**Texte présenté:**
※ ※ ※
Pourquoi les riches s'enrichissent et les pauvres s'appauvrissent


On dit que les Etats-Unis ont une des démocraties les plus abouties.  Elle est censée garantir la liberté individuelle et le droit à la "Poursuite du Bonheur".

Il suffit pourtant de se ballader un peu sur Park Avenue pour constater que tout n'est pas si simple.

Cette avenue mythique tient sa légende de sa partie située dans l'Upper East Side.  Ici résident les milliardaires qui tirent les ficelles de notre monde.  


Déménager au 740 Park?  C'est $ 30 000 000 l'appart'


Marchez maintenant quelques kilomètres vers le Nord, passez la Harlem River et vous serez toujours sur Park, mais dans le Bronx.  La pauvreté n'y a rien à envier à celle de beaucoup de pays du tiers-monde.

New York est la ville la plus inégalitaire d'un des pays les plus inégalitaires au Monde.  Ce n'est ni bon ni mauvais.  C'est juste la réalité.  Et cette réalité n'a cessé de s'accentuer depuis la fin des années '70.

C'est pas très compliqué: depuis 1979, la richesse relative du 1% des plus riches Américains a augmenté de 285%, alors qu'elle a fondu de moitié pour 80% d'entre eux.  83% des hausses de revenus en 2010 ont par ailleurs été accaparés par le 1% des plus riches.

Pourquoi une telle augmentation des inégalités?  Les économistes ne sont pas d'accord.

Certains attribuent cette divergence au fait que les riches soient de moins en moins taxés.  La cause en est l'influence grandissante de l'argent dans le système politique US.  Plus vous financez de campagnes d'hommes politiques, plus ils vous accordent de faveurs, notamment fiscales.  Normal.

Obama a même passé une loi en 2010 qui supprime toute limite au montant à hauteur duquel chacun, particulier ou entreprise, peut contribuer au financement d'une campagne.  L'exemple le plus criant est celui des fameux frères Koch, qui ont injecté un montant total d'environ 196 millions de dollars dans le système!  Boom.  De quoi vous transformer tout législateur en petite pute soumise.

Le célèbre milliardaire Warren Buffet a d'ailleurs avoué son embarras en réalisant que sa secrétaire payait des impôts à un taux bien plus élevé que le sien.


The Fabulous Koch Brothers


Mais ce système n'explique pas vraiment le gouffre qui se creuse entre les très riches et tous les autres.  La vraie question: pourquoi les plus riches ont-ils capté, depuis la fin des années '70, une part tellement disproportionnée de la croissance?
※ ※ ※
**Matériel extrait:**
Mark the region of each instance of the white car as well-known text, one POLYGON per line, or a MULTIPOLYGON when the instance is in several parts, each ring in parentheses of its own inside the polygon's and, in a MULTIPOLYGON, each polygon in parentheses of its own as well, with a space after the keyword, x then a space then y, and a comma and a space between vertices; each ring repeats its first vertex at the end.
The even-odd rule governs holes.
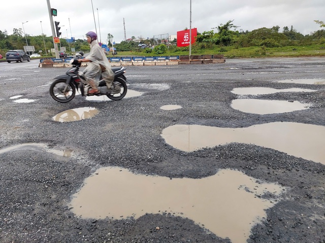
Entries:
POLYGON ((30 57, 40 57, 41 55, 37 53, 34 53, 34 54, 31 54, 30 55, 30 57))

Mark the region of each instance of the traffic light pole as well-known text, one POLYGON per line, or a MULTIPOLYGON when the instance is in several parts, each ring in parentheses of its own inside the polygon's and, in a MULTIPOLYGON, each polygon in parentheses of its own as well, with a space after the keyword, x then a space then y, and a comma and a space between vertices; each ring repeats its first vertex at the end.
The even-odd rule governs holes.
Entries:
POLYGON ((53 17, 52 17, 52 10, 51 9, 51 5, 50 4, 50 0, 46 0, 47 2, 47 8, 49 10, 49 16, 50 16, 50 22, 51 23, 51 28, 52 29, 52 36, 53 37, 53 43, 54 45, 54 51, 55 51, 55 58, 59 58, 60 57, 59 55, 59 49, 57 47, 57 43, 55 43, 54 42, 54 37, 56 37, 55 35, 55 30, 54 29, 54 26, 53 22, 53 17))

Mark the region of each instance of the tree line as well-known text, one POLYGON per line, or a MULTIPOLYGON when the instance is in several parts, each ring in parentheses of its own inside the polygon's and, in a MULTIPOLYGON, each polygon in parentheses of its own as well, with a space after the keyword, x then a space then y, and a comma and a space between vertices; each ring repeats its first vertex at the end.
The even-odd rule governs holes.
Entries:
MULTIPOLYGON (((196 43, 193 45, 196 45, 198 48, 204 49, 213 48, 215 46, 222 47, 233 46, 238 48, 256 46, 274 48, 325 44, 324 29, 320 29, 305 35, 298 32, 292 25, 290 28, 284 26, 281 29, 277 25, 272 28, 263 27, 251 31, 244 31, 241 29, 238 30, 240 26, 235 25, 233 21, 229 20, 225 24, 221 24, 211 30, 198 32, 196 43)), ((315 22, 319 24, 321 28, 325 27, 322 21, 315 20, 315 22)), ((39 53, 41 50, 43 55, 45 54, 45 49, 49 50, 54 48, 52 36, 45 35, 33 36, 28 34, 25 36, 21 28, 14 29, 13 33, 11 35, 9 35, 6 30, 0 30, 0 54, 4 55, 9 50, 23 50, 23 46, 26 45, 26 38, 28 46, 34 46, 36 53, 39 53)), ((108 36, 108 38, 109 39, 108 45, 111 46, 112 38, 108 36)), ((76 51, 87 52, 89 50, 89 45, 85 39, 78 39, 71 43, 68 43, 63 38, 60 38, 60 46, 65 47, 68 53, 70 52, 69 47, 75 48, 76 51)), ((153 45, 154 40, 153 38, 143 39, 140 44, 150 47, 153 45)), ((176 40, 174 39, 171 43, 175 43, 176 40)), ((139 51, 140 48, 138 46, 139 44, 139 43, 132 40, 123 41, 116 44, 114 47, 117 52, 139 51)), ((151 51, 146 49, 143 51, 151 51)))

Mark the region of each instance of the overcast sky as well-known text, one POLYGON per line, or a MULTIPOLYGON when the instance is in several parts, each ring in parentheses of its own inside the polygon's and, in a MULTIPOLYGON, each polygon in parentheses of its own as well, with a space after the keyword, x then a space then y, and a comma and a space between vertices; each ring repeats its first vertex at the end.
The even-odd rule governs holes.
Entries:
MULTIPOLYGON (((189 28, 190 2, 92 0, 93 14, 91 0, 50 0, 51 7, 57 10, 53 20, 64 25, 62 37, 82 38, 88 31, 95 32, 95 21, 99 39, 104 43, 109 33, 117 43, 124 39, 123 18, 126 38, 176 35, 189 28)), ((2 0, 1 9, 0 30, 12 34, 14 28, 22 29, 22 22, 28 21, 23 24, 26 34, 40 35, 43 27, 46 35, 52 35, 47 0, 2 0)), ((324 0, 191 0, 191 27, 202 33, 233 20, 239 30, 278 25, 282 31, 292 25, 307 34, 321 29, 314 20, 325 21, 324 13, 324 0)))

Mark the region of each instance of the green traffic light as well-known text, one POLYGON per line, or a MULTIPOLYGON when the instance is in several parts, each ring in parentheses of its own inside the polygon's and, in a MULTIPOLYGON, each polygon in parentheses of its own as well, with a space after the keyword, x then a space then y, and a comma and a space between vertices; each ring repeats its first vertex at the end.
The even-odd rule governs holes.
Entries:
POLYGON ((56 16, 57 15, 57 11, 55 9, 52 9, 52 15, 53 16, 56 16))

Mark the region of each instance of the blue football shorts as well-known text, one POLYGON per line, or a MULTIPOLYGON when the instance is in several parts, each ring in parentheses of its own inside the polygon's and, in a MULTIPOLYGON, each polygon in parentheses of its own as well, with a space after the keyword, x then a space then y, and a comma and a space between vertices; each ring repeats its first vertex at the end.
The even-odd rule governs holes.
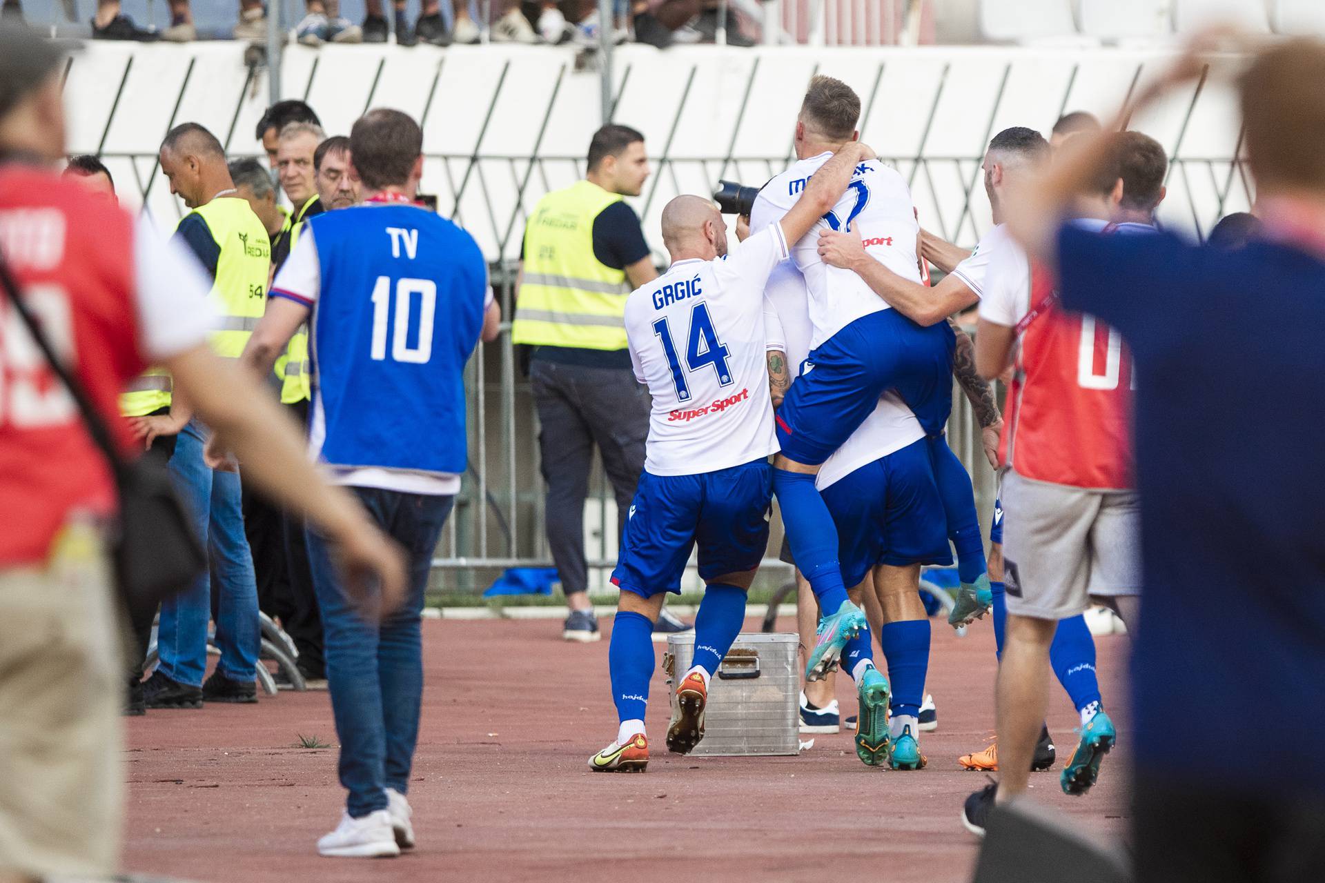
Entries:
POLYGON ((645 598, 681 593, 690 549, 700 577, 753 571, 768 548, 772 466, 757 459, 698 475, 640 475, 612 582, 645 598))
POLYGON ((837 527, 837 561, 848 588, 876 564, 953 563, 929 440, 865 463, 822 495, 837 527))
POLYGON ((928 328, 897 310, 861 316, 806 359, 776 413, 782 454, 820 466, 896 389, 929 436, 953 410, 957 338, 946 322, 928 328))

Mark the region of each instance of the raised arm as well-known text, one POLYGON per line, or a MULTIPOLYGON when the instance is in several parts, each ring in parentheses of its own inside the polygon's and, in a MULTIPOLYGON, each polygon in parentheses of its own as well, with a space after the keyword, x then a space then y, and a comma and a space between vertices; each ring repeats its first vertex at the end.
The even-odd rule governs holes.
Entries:
POLYGON ((1003 416, 998 410, 998 398, 994 396, 994 383, 980 377, 975 371, 975 344, 965 331, 953 320, 947 324, 957 335, 957 351, 953 353, 953 376, 971 402, 975 420, 980 425, 983 436, 984 457, 990 466, 998 469, 998 437, 1003 430, 1003 416))
POLYGON ((971 253, 926 229, 921 229, 920 256, 943 273, 951 273, 958 263, 971 257, 971 253))
POLYGON ((772 396, 772 406, 782 406, 782 400, 787 397, 787 388, 791 385, 791 373, 787 371, 787 353, 780 349, 768 351, 768 395, 772 396))
POLYGON ((934 287, 905 279, 865 252, 859 233, 819 233, 819 257, 825 263, 851 270, 894 310, 921 326, 938 324, 978 299, 966 283, 949 273, 934 287))

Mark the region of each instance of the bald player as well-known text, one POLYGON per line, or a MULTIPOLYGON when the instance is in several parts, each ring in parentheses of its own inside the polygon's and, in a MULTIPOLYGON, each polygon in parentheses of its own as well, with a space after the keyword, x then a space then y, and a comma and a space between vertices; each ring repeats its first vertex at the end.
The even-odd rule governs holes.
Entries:
POLYGON ((608 667, 619 728, 588 760, 599 772, 644 772, 653 674, 653 624, 698 543, 706 584, 694 621, 694 659, 677 686, 666 745, 688 753, 704 737, 709 679, 745 620, 746 592, 768 544, 778 450, 767 351, 784 349, 765 327, 763 289, 795 242, 847 189, 856 163, 873 156, 848 143, 814 176, 779 224, 727 257, 713 203, 678 196, 662 210, 672 266, 631 293, 625 334, 635 377, 653 397, 644 473, 612 582, 621 589, 608 667), (723 259, 726 258, 726 259, 723 259))

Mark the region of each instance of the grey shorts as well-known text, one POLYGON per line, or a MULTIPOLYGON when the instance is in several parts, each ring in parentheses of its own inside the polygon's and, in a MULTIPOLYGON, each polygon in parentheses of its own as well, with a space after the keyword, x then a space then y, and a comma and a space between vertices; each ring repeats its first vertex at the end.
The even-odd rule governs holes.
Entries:
POLYGON ((1000 491, 1007 610, 1063 620, 1090 596, 1141 593, 1141 522, 1134 491, 1092 491, 1022 478, 1000 491))

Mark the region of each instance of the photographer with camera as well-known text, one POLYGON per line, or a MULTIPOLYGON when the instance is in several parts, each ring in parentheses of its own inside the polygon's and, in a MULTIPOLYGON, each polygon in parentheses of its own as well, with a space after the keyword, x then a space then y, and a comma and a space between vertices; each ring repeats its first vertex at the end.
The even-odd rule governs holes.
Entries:
MULTIPOLYGON (((525 228, 511 340, 534 347, 547 544, 566 593, 567 641, 598 641, 584 559, 584 498, 594 446, 616 496, 629 508, 644 470, 649 396, 625 348, 625 297, 657 278, 640 218, 623 196, 649 176, 644 135, 603 126, 588 146, 588 175, 543 196, 525 228)), ((684 630, 664 617, 659 633, 684 630)))

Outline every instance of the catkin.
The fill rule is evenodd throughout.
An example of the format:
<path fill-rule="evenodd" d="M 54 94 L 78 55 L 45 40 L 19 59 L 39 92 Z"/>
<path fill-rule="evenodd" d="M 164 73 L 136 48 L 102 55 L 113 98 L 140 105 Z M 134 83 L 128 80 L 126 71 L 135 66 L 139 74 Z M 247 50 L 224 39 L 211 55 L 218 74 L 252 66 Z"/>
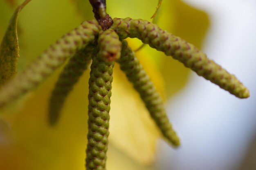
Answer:
<path fill-rule="evenodd" d="M 114 65 L 113 61 L 110 61 L 112 60 L 108 59 L 108 54 L 110 51 L 113 53 L 111 56 L 119 57 L 121 44 L 113 32 L 108 29 L 100 33 L 98 40 L 99 51 L 96 54 L 96 49 L 92 55 L 88 96 L 88 144 L 85 161 L 87 170 L 106 169 Z M 112 40 L 109 39 L 112 35 L 117 39 L 115 38 Z"/>
<path fill-rule="evenodd" d="M 37 87 L 77 51 L 94 40 L 101 29 L 93 20 L 83 22 L 63 36 L 0 89 L 0 108 Z"/>
<path fill-rule="evenodd" d="M 111 28 L 121 39 L 137 38 L 143 43 L 171 56 L 175 59 L 240 98 L 249 96 L 248 89 L 235 76 L 208 59 L 193 45 L 145 20 L 114 18 Z"/>
<path fill-rule="evenodd" d="M 151 117 L 164 136 L 174 146 L 179 145 L 179 138 L 169 121 L 159 94 L 125 40 L 123 41 L 121 57 L 117 62 L 120 64 L 121 70 L 125 73 L 129 81 L 139 93 Z"/>
<path fill-rule="evenodd" d="M 49 121 L 51 125 L 56 123 L 66 98 L 90 64 L 94 47 L 89 45 L 77 51 L 60 75 L 49 102 Z"/>

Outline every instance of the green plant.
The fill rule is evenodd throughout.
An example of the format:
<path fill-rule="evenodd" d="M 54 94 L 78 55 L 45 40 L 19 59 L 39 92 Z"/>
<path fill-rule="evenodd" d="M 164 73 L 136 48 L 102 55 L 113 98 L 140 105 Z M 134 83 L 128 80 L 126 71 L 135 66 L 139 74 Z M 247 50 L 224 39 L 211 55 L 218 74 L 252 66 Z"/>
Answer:
<path fill-rule="evenodd" d="M 140 94 L 164 136 L 174 146 L 180 143 L 159 95 L 134 54 L 123 40 L 127 37 L 138 38 L 166 55 L 171 56 L 199 75 L 238 97 L 249 97 L 248 90 L 234 75 L 208 59 L 193 45 L 145 20 L 130 18 L 114 18 L 113 20 L 106 13 L 106 2 L 90 2 L 98 22 L 95 20 L 85 22 L 63 36 L 9 82 L 6 83 L 14 74 L 9 74 L 9 78 L 2 77 L 1 82 L 6 85 L 0 91 L 0 107 L 3 107 L 36 87 L 72 57 L 60 76 L 50 100 L 50 121 L 54 124 L 58 120 L 65 97 L 92 58 L 88 96 L 88 169 L 105 167 L 115 60 L 120 64 L 121 69 Z M 4 72 L 5 67 L 1 66 L 1 70 L 8 74 Z"/>

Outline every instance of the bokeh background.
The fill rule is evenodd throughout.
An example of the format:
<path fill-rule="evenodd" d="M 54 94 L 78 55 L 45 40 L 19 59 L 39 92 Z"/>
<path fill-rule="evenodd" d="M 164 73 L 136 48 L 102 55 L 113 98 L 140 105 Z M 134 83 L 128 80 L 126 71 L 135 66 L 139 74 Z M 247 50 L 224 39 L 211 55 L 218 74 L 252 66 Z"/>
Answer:
<path fill-rule="evenodd" d="M 22 2 L 0 0 L 0 39 Z M 113 17 L 152 20 L 157 2 L 107 0 L 107 11 Z M 254 0 L 163 0 L 157 24 L 235 74 L 251 96 L 236 98 L 146 46 L 136 54 L 166 101 L 182 145 L 175 149 L 159 139 L 138 94 L 117 64 L 107 169 L 256 169 L 256 16 Z M 92 18 L 85 0 L 31 0 L 19 18 L 18 71 L 62 35 Z M 134 49 L 141 45 L 128 41 Z M 61 70 L 0 111 L 0 169 L 84 169 L 89 71 L 74 87 L 59 122 L 52 127 L 47 122 L 48 100 Z"/>

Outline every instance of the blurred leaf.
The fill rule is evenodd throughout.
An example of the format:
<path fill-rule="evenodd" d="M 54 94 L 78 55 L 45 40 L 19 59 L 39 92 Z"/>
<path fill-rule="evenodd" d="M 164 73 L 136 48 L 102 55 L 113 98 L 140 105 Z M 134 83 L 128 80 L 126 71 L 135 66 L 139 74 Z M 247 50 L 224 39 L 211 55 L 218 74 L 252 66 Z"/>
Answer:
<path fill-rule="evenodd" d="M 25 0 L 16 9 L 0 45 L 0 86 L 16 74 L 18 58 L 19 57 L 18 18 L 20 11 L 31 0 Z"/>
<path fill-rule="evenodd" d="M 16 1 L 15 0 L 5 0 L 12 7 L 14 7 L 16 4 Z"/>

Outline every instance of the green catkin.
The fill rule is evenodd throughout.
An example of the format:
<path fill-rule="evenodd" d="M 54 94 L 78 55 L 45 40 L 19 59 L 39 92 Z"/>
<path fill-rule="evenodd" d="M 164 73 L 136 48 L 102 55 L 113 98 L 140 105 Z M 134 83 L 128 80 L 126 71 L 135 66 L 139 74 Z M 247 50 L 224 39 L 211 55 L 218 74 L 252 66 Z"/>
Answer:
<path fill-rule="evenodd" d="M 90 20 L 63 36 L 0 89 L 0 108 L 37 87 L 77 51 L 93 41 L 101 29 L 95 20 Z"/>
<path fill-rule="evenodd" d="M 169 121 L 159 94 L 125 40 L 123 41 L 121 57 L 117 62 L 120 64 L 121 70 L 125 73 L 129 81 L 139 93 L 151 117 L 164 136 L 173 145 L 179 146 L 179 138 Z"/>
<path fill-rule="evenodd" d="M 120 39 L 137 38 L 158 51 L 171 56 L 195 71 L 198 75 L 240 98 L 249 96 L 248 89 L 235 76 L 208 59 L 205 54 L 193 45 L 163 30 L 147 21 L 114 18 L 111 28 Z"/>
<path fill-rule="evenodd" d="M 109 29 L 100 32 L 98 40 L 100 48 L 100 55 L 109 61 L 120 58 L 122 43 L 119 36 L 112 29 Z"/>
<path fill-rule="evenodd" d="M 109 61 L 106 58 L 109 58 L 110 51 L 113 53 L 111 56 L 120 57 L 121 43 L 118 37 L 115 36 L 117 39 L 109 39 L 115 34 L 111 29 L 100 33 L 98 40 L 99 51 L 96 55 L 97 51 L 95 50 L 92 55 L 88 96 L 88 144 L 85 161 L 87 170 L 106 169 L 109 134 L 110 97 L 114 65 L 113 61 Z"/>
<path fill-rule="evenodd" d="M 89 45 L 76 52 L 60 75 L 49 100 L 50 124 L 54 125 L 57 122 L 66 98 L 90 63 L 91 52 L 94 47 L 94 45 Z"/>

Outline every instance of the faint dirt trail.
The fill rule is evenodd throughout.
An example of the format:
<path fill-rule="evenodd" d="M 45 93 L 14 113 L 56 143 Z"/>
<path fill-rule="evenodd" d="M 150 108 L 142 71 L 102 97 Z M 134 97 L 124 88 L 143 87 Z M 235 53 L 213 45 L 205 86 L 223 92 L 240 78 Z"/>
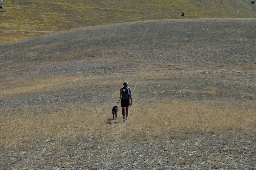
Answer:
<path fill-rule="evenodd" d="M 249 23 L 247 21 L 247 25 L 245 27 L 245 28 L 244 28 L 244 29 L 243 29 L 244 27 L 244 21 L 243 21 L 243 22 L 242 24 L 242 26 L 241 26 L 241 24 L 240 24 L 240 28 L 239 29 L 239 30 L 238 30 L 238 35 L 239 35 L 239 38 L 240 39 L 240 41 L 241 42 L 242 42 L 243 41 L 243 40 L 242 40 L 242 38 L 241 38 L 241 35 L 240 34 L 240 32 L 241 33 L 243 33 L 244 34 L 244 38 L 245 39 L 246 41 L 247 42 L 248 41 L 248 40 L 247 40 L 247 38 L 246 38 L 246 36 L 245 35 L 245 31 L 246 30 L 246 29 L 248 27 L 248 26 L 249 25 Z M 243 31 L 241 31 L 241 30 L 243 29 Z"/>
<path fill-rule="evenodd" d="M 135 39 L 132 45 L 129 50 L 128 51 L 129 52 L 134 52 L 138 49 L 140 46 L 140 43 L 147 32 L 147 28 L 144 24 L 141 23 L 136 23 L 136 24 L 140 27 L 141 31 L 136 39 Z"/>

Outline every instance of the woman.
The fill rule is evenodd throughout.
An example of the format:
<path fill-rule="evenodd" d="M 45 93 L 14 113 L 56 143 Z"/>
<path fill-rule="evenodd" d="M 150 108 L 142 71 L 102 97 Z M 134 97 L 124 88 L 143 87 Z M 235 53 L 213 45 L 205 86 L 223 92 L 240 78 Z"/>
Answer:
<path fill-rule="evenodd" d="M 129 106 L 131 106 L 132 103 L 131 88 L 128 87 L 128 83 L 127 81 L 124 82 L 124 87 L 120 89 L 120 98 L 121 99 L 121 107 L 122 113 L 123 114 L 123 121 L 128 120 L 127 117 L 128 114 Z"/>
※ ※ ※
**Consignes:**
a: D'après le texte présenté, de combien la richesse relative du 1 % des Américains les plus riches a-t-elle augmenté depuis 1979 ?
b: Recopiez sans rien changer le passage du texte présenté, de « Déménager au 740 » à « pays du tiers-monde. ».

**Réponses:**
a: Elle a augmenté de 285 %.

b:
Déménager au 740 Park?  C'est $ 30 000 000 l'appart'


Marchez maintenant quelques kilomètres vers le Nord, passez la Harlem River et vous serez toujours sur Park, mais dans le Bronx.  La pauvreté n'y a rien à envier à celle de beaucoup de pays du tiers-monde.